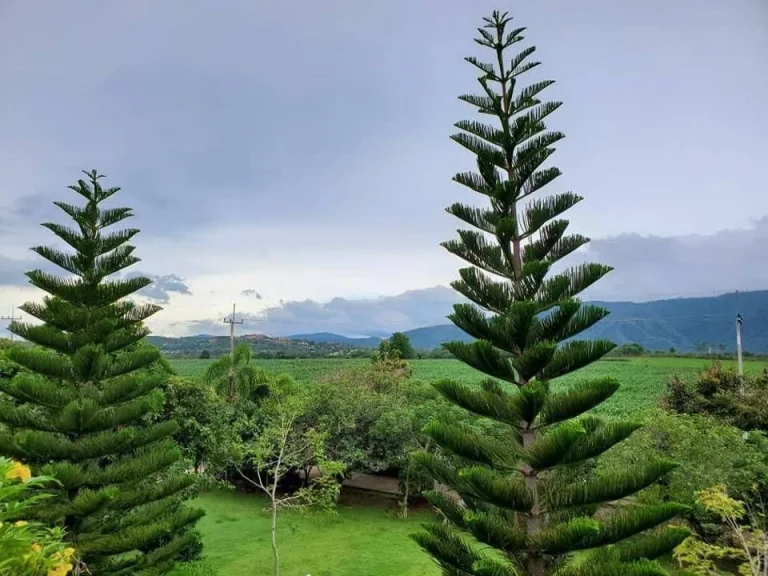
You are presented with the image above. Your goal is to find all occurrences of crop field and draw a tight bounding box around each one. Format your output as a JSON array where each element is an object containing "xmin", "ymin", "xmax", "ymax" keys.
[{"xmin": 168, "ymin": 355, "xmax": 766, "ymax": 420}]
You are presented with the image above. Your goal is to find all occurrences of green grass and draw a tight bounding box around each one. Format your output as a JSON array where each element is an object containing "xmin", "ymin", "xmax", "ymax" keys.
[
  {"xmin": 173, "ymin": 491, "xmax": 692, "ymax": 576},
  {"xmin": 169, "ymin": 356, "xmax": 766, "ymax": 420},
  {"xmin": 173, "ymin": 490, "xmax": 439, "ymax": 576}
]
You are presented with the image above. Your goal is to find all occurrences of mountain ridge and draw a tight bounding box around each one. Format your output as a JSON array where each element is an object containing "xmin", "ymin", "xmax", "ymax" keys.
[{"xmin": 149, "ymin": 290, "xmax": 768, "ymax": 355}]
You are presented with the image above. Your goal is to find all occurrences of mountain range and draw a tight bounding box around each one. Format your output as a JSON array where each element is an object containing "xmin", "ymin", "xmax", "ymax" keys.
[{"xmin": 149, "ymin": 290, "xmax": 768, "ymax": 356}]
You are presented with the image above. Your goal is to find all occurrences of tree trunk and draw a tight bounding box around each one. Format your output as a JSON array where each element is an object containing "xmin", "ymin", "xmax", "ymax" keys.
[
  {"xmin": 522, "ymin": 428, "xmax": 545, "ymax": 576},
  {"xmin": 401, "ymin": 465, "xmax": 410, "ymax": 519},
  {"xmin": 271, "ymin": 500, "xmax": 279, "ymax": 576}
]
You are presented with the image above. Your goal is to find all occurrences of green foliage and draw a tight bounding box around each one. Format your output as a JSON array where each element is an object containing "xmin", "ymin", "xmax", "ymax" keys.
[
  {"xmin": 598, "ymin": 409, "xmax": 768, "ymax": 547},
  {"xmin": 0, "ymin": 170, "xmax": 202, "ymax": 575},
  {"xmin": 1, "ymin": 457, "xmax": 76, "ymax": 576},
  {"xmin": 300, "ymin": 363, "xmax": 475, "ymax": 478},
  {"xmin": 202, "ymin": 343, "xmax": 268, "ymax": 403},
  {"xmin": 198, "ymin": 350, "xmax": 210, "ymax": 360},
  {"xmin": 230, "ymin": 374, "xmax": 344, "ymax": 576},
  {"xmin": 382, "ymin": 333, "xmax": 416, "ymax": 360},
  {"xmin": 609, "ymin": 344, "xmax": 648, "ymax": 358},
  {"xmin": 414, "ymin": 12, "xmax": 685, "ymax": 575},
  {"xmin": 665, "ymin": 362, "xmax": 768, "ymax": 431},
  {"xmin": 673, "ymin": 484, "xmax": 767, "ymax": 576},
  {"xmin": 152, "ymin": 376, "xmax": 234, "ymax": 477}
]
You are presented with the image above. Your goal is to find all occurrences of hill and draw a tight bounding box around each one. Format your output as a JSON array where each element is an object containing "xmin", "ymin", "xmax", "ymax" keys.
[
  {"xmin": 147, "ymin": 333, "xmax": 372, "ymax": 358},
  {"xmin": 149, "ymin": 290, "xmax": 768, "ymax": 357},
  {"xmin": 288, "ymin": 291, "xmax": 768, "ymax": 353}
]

....................

**REQUIREMENT**. Excluding the pictures, restate the records above word for word.

**TASK RESULT**.
You are presented with the image above. Your goal is to find all occurrences of crop field and draw a tight bounding box around each one. Format your output as a JSON array where each element is an object containing "xmin", "ymin", "xmax", "ymax" keys.
[{"xmin": 168, "ymin": 355, "xmax": 766, "ymax": 420}]
You are presented with the image above. Your goal is to find all occurrences of green grass and draw a tight bounding box around each one. Format your output as a JSON array where each element is an object containing "xmin", "ymin", "xmax", "ymax" keys.
[
  {"xmin": 173, "ymin": 491, "xmax": 692, "ymax": 576},
  {"xmin": 169, "ymin": 356, "xmax": 766, "ymax": 420},
  {"xmin": 173, "ymin": 490, "xmax": 439, "ymax": 576}
]
You are presented with the image above. Your goal is to find all occurrences of mountain ridge and draw a tight bounding box around each one. Format your output as a JSON array where each element is an object containing "xmin", "ymin", "xmax", "ymax" keys.
[{"xmin": 149, "ymin": 290, "xmax": 768, "ymax": 355}]
You are presented with the image above. Your goal is to find all occurrences of mountain range and draw a tight bounding box around each one. Format your output as a JSON array where each element is an object containing "xmin", "ymin", "xmax", "ymax" keys.
[{"xmin": 149, "ymin": 290, "xmax": 768, "ymax": 356}]
You are presented with the image above. Your goal is to find all occurrences of tree trunk and draw a tight bounding box around each one. Format your output as a JSON array where each element is an object containing "xmin", "ymin", "xmax", "ymax" keys.
[
  {"xmin": 522, "ymin": 428, "xmax": 545, "ymax": 576},
  {"xmin": 401, "ymin": 465, "xmax": 410, "ymax": 519},
  {"xmin": 271, "ymin": 500, "xmax": 279, "ymax": 576}
]
You are presented with the image above. Your goal is to find all occurrences of green foliage and draw a tight bounding box around each one. Format your output as a JSON array where each element is an object containing "xmin", "ymin", "xmax", "ymax" keys.
[
  {"xmin": 598, "ymin": 409, "xmax": 768, "ymax": 547},
  {"xmin": 0, "ymin": 170, "xmax": 202, "ymax": 575},
  {"xmin": 1, "ymin": 457, "xmax": 76, "ymax": 576},
  {"xmin": 300, "ymin": 363, "xmax": 475, "ymax": 478},
  {"xmin": 202, "ymin": 343, "xmax": 268, "ymax": 403},
  {"xmin": 198, "ymin": 350, "xmax": 210, "ymax": 360},
  {"xmin": 230, "ymin": 374, "xmax": 344, "ymax": 576},
  {"xmin": 382, "ymin": 333, "xmax": 416, "ymax": 360},
  {"xmin": 609, "ymin": 344, "xmax": 648, "ymax": 358},
  {"xmin": 414, "ymin": 12, "xmax": 685, "ymax": 575},
  {"xmin": 665, "ymin": 362, "xmax": 768, "ymax": 431},
  {"xmin": 673, "ymin": 484, "xmax": 767, "ymax": 576},
  {"xmin": 152, "ymin": 376, "xmax": 234, "ymax": 477}
]
You are presented with the image above. Your goal is to find all occurrences of hill and draw a tight bounding box around each one. Format your output as a JSON array where each element is an object containing "xmin", "ymin", "xmax", "ymax" keys.
[
  {"xmin": 147, "ymin": 333, "xmax": 372, "ymax": 358},
  {"xmin": 149, "ymin": 290, "xmax": 768, "ymax": 357},
  {"xmin": 288, "ymin": 291, "xmax": 768, "ymax": 353}
]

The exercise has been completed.